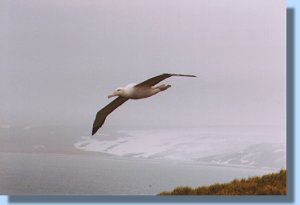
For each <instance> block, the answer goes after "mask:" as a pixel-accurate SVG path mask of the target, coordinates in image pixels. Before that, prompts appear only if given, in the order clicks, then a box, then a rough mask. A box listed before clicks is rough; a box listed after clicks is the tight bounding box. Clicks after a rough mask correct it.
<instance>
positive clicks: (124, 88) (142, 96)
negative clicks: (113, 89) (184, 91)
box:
···
**EXERCISE INSTRUCTIONS:**
Copy the items above word for word, leaving out the pictures.

**RESPONSE TO THIS TASK:**
For each <instance> block, the answer goes after "mask:" as a pixel-accurate SVG path mask of the target, coordinates in image pixels. Before that, prompts appear only if given, in the order clicks, then a box, then a rough mask. A box listed before clicks is rough; a box listed after clicks is the tight bounding box. Clicks after a rough mask correct it.
<instance>
positive clicks: (124, 88) (142, 96)
negative clicks: (113, 89) (184, 91)
box:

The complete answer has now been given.